__Исходный текст__
>>>

Сечени не создан для вечной дружбы. Бурные вспышки чувств порой длятся у него не более трех дней. Не так давно, будучи в своем полку, он познакомился с Денешем Эстерхази. В течение трех дней человек этот нравился Сечени, но затем новый знакомец до такой степени ему прискучил, что Сечени едва сдерживается, чтобы не избить его и не пристукнуть.
Но Вешелени принимает дружбу всерьез. Хотя он и пятью годами моложе, зато воистину мужчина, глава семьи, надежная опора любимой матери. Наряду с восприимчивостью ума и восторженностью натуры он простодушен, а может быть, попросту душою предан делу.
Пожалуй, растянись их первая встреча с Сечени надолго, и дружбе на том пришел бы конец. Но поскольку они пробыли вместе всего лишь несколько дней, то подготовка к совместному путешествию продолжается, и в связи с этой подготовкой Вешелени приезжает в Вену.
Первого января 1822 года Сечени является к Меттерниху засвидетельствовать свое почтение. Шесть лет назад он постарался уклониться от этой церемонии. И после того как он по-французски произносит все, что положено говорить в таких случаях, стареющий князь — он все же острее умом, нежели о нем судит лорд Холланд — по славной венской привычке тотчас приступает к сути.
— Ну, и где же вы намереваетесь провести 1822 год?

<<<

__Исходные данные__
>>>

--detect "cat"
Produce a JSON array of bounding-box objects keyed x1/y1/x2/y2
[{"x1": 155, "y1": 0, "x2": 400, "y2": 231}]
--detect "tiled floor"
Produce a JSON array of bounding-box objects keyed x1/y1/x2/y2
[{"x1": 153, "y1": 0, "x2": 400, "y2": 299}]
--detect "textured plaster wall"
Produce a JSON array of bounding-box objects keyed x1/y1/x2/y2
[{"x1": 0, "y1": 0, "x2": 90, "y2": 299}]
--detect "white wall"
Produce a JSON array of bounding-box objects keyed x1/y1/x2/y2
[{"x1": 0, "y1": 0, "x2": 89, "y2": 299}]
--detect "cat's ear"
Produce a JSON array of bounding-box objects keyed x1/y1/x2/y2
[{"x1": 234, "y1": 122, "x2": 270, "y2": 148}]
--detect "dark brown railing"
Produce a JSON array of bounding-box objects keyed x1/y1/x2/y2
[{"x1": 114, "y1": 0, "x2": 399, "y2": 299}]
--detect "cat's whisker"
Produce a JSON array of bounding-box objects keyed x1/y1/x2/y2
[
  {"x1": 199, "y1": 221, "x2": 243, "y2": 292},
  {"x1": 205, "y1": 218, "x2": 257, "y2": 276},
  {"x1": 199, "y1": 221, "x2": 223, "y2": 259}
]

<<<

__Что сделать__
- 1) Когда, согласно тексту о Сечени и Вешелени, Сечени приходит к Меттерниху засвидетельствовать почтение?
- 2) Допишите следующую часть текста о Сечени и Вешелени.

__Ответы к заданиям__
- 1) Первого января 1822 года.

- 2)
— Благодарю вас за предоставленную мне возможность испросить паспорт во Францию и Англию.
— Что до меня, то можете рассчитывать на мою помощь, — отвечает Меттерних. И поскольку выказать остроту ума можно лишь по-французски, продолжает: — Et croyez moi, c’est toujours mieux, que vous restiez tout ailleurs qu’ici[44].
Сечени лишается дара речи, настолько поражает его завуалированная угроза в словах канцлера. О путешествии в Америку он и заикнуться не смеет. Если он лицо настолько нежелательное в Вене, то это отнюдь не означает, что его поездку в Америку сочли бы желательной. Уж не догадывается ли Меттерних, что он охотно взял бы на себя роль Лафайета? Во всяком случае, разница между разрешением на поездку, облеченным в такую словесную форму, и заключением в замок Мункача или Куфштейна — лишь в оттенках или же последовательности наказаний.
Так следует понимать слова «всемогущего» канцлера, и Сечени так их и понимает.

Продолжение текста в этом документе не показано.